== Given problem ==
Set down all of the data exactly as it appears.

== Material provided ==
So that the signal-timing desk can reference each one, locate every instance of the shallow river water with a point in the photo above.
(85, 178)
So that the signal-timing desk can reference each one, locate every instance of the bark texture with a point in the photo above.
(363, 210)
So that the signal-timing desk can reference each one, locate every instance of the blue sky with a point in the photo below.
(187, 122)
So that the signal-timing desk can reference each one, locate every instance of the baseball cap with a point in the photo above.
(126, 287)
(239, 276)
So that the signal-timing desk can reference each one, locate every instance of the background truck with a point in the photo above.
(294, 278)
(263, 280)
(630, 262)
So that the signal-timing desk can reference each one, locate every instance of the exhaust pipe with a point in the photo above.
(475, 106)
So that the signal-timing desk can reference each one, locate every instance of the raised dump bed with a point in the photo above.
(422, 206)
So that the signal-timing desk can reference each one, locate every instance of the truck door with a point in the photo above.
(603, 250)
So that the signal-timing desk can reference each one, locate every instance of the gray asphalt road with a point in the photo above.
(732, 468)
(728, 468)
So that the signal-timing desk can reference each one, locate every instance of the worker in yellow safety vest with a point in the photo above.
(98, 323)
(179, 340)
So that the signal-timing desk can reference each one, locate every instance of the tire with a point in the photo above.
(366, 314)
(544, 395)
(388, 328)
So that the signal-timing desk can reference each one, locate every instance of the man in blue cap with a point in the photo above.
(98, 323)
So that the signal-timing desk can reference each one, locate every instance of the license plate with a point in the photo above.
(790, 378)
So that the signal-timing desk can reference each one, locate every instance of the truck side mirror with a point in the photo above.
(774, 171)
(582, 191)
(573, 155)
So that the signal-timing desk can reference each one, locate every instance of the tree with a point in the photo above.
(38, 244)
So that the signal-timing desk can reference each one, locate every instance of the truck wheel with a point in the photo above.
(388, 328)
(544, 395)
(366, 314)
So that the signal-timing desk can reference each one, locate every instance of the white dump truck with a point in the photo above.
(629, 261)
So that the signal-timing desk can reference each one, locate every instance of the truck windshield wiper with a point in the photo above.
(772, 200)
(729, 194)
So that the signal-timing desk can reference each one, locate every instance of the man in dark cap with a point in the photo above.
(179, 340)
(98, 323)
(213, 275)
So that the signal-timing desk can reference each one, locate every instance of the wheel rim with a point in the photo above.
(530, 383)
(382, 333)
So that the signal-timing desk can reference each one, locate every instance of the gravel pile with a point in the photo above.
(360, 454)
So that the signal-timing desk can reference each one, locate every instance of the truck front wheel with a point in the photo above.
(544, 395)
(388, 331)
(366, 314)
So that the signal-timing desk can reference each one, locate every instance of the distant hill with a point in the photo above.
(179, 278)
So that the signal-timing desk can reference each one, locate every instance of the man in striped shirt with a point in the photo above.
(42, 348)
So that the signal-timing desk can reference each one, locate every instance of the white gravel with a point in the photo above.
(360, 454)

== Response to this task ==
So that the signal-timing desk can reference each one, locate every instance of the shallow river water with a point in the photo above.
(85, 178)
So that the signal-timing desk can reference each one, locate every instance of the bark texture with a point in the photo above.
(363, 210)
So that the signal-timing desk can reference each one, locate every instance of the blue sky with a point in the photo below.
(187, 122)
So that the signal-timing desk can reference each one, locate every instance of the baseball cap with a point in the photo above.
(126, 287)
(239, 276)
So that the signal-timing desk can reference each one, locate every instance of the background truck with a point in the photo above.
(294, 278)
(263, 280)
(630, 262)
So that the signal-timing desk can reference each one, locate every instance of the exhaust pipe with a point in the photo above.
(475, 106)
So that the signal-timing desk can reference each one, locate every instance of the raised dump bed with a point in the photo above.
(422, 206)
So that the signal-timing desk can reference each one, locate every instance of the truck door with a point in the photo above.
(603, 250)
So that the signal-timing desk can reference each one, locate every instance of the gray asphalt road with a point in the photo above.
(732, 468)
(728, 468)
So that the signal-timing desk can reference each one, locate every instance of the worker in yellow safety vest with a point in the photo above.
(98, 323)
(179, 340)
So that the signal-timing desk can reference each one, locate every instance of the tire with a point in the photo above.
(366, 314)
(544, 395)
(388, 328)
So that the signal-timing desk can reference each one, locate every instance of the man in blue cap with a point in the photo above.
(98, 323)
So that the signal-timing desk can reference each one, locate every instance of the license plate with a point in the photo above.
(790, 378)
So that the signal-timing desk can reference each one, locate every instance of the truck side mirror with a point in the photo above.
(774, 171)
(582, 191)
(573, 155)
So that the signal-timing desk can reference each one, locate every instance of the tree with a point in the photo above.
(38, 244)
So that the signal-timing desk can reference each one, locate every instance of the truck wheel with a point in the photo above.
(388, 328)
(544, 395)
(366, 314)
So that the signal-timing desk can reference each one, locate every instance of the white dump truck with a point in the photo above.
(629, 261)
So that the signal-timing desk can reference each one, locate every instance of the truck windshield wiper with a point in the photo above.
(772, 200)
(729, 194)
So that the signal-timing desk can reference each one, locate every instance of the man in dark cap with a point in the photo above.
(179, 340)
(98, 323)
(213, 275)
So that the signal-timing desk can reference each one, locate every instance of the wheel rim with a point in the photo above.
(530, 383)
(382, 333)
So that the signal-timing desk can reference each one, locate every instance of the gravel pile with a point in the photo above.
(360, 454)
So that the signal-timing desk can reference each one, locate every instance of the truck front wheel with a point in the photo above.
(544, 395)
(388, 331)
(366, 314)
So that the signal-timing desk can reference each one, locate every instance of the distant hill with a point in the photo above.
(179, 278)
So that the signal-timing desk can reference each one, locate every instance of the man in striped shirt with a point in the photo above.
(42, 348)
So that the signal-timing desk can reference each one, locate every instance of the white gravel with a point in the photo above.
(360, 454)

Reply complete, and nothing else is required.